___ DATA ___

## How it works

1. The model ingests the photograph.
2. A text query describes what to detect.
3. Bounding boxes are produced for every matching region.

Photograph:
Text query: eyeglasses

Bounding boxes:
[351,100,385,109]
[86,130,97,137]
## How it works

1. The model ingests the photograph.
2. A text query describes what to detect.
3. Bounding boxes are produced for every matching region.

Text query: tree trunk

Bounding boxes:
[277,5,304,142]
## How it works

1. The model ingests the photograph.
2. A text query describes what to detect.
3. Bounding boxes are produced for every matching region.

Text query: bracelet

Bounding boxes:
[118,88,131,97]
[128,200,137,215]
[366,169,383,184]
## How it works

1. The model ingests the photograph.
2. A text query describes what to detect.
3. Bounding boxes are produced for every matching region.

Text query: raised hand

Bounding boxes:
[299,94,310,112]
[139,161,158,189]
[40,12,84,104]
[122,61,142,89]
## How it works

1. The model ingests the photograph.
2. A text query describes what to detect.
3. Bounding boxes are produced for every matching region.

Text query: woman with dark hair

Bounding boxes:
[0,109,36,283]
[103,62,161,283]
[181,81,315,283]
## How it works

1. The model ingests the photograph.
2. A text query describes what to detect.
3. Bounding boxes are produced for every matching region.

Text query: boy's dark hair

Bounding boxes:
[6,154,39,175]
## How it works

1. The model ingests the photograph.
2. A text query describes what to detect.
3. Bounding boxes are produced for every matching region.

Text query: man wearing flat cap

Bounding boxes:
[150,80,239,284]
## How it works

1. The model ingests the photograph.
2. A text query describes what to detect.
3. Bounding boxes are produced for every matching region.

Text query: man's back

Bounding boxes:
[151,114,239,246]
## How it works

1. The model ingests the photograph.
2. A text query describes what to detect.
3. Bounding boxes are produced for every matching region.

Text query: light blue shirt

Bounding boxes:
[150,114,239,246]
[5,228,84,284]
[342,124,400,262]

___
___ DATA ___

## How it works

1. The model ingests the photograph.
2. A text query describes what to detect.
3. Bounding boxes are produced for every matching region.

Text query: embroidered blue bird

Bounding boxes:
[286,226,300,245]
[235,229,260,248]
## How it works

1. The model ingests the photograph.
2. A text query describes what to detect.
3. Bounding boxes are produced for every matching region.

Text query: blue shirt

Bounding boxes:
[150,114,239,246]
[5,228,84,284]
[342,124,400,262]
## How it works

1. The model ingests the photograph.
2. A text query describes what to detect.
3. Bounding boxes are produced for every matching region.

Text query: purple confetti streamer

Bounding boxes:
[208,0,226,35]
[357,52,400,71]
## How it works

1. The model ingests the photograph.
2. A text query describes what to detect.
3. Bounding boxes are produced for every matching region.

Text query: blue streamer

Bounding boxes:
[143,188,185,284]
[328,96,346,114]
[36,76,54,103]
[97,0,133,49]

___
___ DATA ___

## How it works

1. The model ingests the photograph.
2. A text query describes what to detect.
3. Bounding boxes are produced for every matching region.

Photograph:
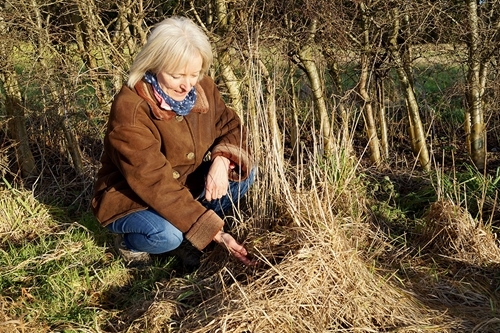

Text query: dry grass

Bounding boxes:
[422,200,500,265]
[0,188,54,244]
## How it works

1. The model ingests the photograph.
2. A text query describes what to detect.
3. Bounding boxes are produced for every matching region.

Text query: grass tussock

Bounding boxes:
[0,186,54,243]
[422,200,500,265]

___

→ **TASK INSTRUCTIONS**
How many lines in the rows above contain the string "shirt"? Case counts. Reply with the number only.

→ **TASK RESULT**
2